**Job:** The entries below are to be written out again without alteration.

**Data rows:**
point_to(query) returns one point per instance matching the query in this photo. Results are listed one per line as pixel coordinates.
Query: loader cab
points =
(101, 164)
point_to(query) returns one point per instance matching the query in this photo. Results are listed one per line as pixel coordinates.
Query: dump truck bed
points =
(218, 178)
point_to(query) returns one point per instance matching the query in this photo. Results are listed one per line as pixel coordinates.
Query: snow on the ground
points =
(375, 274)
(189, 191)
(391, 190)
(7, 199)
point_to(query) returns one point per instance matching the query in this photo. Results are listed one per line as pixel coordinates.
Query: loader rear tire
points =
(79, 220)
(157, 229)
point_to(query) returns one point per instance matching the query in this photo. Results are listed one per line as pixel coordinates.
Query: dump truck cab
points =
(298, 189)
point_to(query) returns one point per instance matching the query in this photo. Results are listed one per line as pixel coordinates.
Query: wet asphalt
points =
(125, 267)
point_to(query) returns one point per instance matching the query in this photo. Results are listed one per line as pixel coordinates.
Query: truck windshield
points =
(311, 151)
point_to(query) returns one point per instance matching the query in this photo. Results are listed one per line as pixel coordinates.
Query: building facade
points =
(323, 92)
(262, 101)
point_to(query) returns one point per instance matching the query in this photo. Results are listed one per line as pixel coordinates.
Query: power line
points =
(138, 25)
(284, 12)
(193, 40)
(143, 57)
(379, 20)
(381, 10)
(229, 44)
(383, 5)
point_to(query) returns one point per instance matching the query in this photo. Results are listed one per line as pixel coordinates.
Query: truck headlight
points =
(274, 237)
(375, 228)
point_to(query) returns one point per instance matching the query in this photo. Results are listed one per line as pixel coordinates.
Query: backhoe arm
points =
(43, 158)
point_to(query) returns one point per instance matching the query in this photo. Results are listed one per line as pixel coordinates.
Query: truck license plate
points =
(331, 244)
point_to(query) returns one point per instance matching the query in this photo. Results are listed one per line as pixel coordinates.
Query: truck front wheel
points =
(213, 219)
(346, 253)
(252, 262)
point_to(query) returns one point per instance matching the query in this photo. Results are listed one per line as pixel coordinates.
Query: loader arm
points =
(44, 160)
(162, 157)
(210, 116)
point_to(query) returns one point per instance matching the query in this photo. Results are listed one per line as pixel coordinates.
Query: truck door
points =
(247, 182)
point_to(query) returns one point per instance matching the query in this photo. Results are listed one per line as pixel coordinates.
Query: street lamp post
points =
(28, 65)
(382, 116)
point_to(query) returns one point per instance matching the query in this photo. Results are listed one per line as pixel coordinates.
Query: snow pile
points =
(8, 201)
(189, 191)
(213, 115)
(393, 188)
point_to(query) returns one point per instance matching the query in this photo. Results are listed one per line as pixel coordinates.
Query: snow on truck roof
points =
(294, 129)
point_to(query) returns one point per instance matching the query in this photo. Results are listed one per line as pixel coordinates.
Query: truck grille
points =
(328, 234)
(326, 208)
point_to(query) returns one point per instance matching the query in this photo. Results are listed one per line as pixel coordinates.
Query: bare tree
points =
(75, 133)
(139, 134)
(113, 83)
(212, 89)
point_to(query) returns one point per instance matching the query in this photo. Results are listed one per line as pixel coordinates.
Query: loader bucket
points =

**Completed task:**
point_to(query) returns one point per instance matching the query in this photo. Results are listed one per line as pixel coordinates.
Query: loader cab
points =
(101, 164)
point_to(query) returns one point per instance matching the query in this photo. Results are listed one per line as pixel coordinates.
Query: dump truck bed
points =
(218, 178)
point_to(query) returns one point per instance matching the query in this photo. Results are listed one per line as pixel coordinates.
Query: snow on the ground
points =
(375, 274)
(189, 191)
(391, 190)
(7, 199)
point_to(query) returns one point per instance matching the query in this photo. Results are listed one per line as pixel coordinates.
Query: loader rear tire
points =
(79, 220)
(157, 229)
point_to(query) returns one point per instance matching the query in this photo. Results are listed one per line as pixel coordinates.
Query: dump truck cab
points =
(298, 189)
point_to(query) returns one point per instance matching the query in this photo. Results are listed one per line as pixel coordinates.
Query: wet asphalt
points =
(125, 267)
point_to(query) returns one point per instance matching the query in this photo. Results are listed one per line as pixel coordinates.
Query: truck windshield
points =
(311, 151)
point_to(query) returns one point per instance matching the query in this photo. Results are listed one per line as pixel coordinates.
Query: building facade
points =
(323, 92)
(262, 101)
point_to(query) returns one point per instance matching the query in this photo. Results are listed one per line as pixel coordinates.
Query: power line
points =
(138, 25)
(284, 12)
(193, 40)
(143, 57)
(379, 20)
(381, 10)
(229, 44)
(383, 5)
point_to(query) returns one point per instance matching the query in this photo. Results are listed one per line as pixel coordinates.
Query: truck headlight
points =
(274, 237)
(375, 228)
point_to(query) returns one point per instance matching the query in this photo. Results are listed one per line as pixel coordinates.
Query: backhoe arm
points =
(43, 158)
point_to(query) returns one point per instance matching the query in this photo. Results are listed one per line as pixel coordinates.
Query: truck license plate
points =
(331, 244)
point_to(query) returns one point per instance matching the query in this photo. Results are listed one per line as pixel coordinates.
Query: truck front wheel
points =
(213, 219)
(346, 253)
(252, 262)
point_to(query) returns one point per instance matching the query in this photo. Results are listed one per line as pixel coordinates.
Query: loader arm
points =
(44, 160)
(162, 157)
(210, 116)
point_to(query) returns one point per instance matching the query in this photo. Results are listed one per line as pixel coordinates.
Query: truck door
points =
(247, 182)
point_to(query) returns one point per instance matching the query in this photo. Results are listed one per line as pixel coordinates.
Query: street lamp post
points =
(28, 65)
(382, 116)
point_to(query) returns one point per instance matching the query in this photo. Results are listed one per line as pixel coordinates.
Query: snow pile
points =
(8, 201)
(189, 191)
(213, 115)
(393, 188)
point_to(query) returns one point per instance matching the query in this photo. Results are listed one per line as pixel coordinates.
Query: snow on truck roof
points =
(294, 129)
point_to(query) returns one point per instance matching the query in this photo. Results are listed one per line as pixel coordinates.
Query: truck grille
points =
(328, 234)
(326, 208)
point_to(query) returns one point per instance matching the query in this photo. Results are listed one per line as pixel coordinates.
Query: bare tree
points =
(75, 133)
(139, 134)
(113, 83)
(212, 89)
point_to(query) returns one point per instance matching the query in this photo. Results are listed one per line as pixel coordinates.
Query: loader bucket
points =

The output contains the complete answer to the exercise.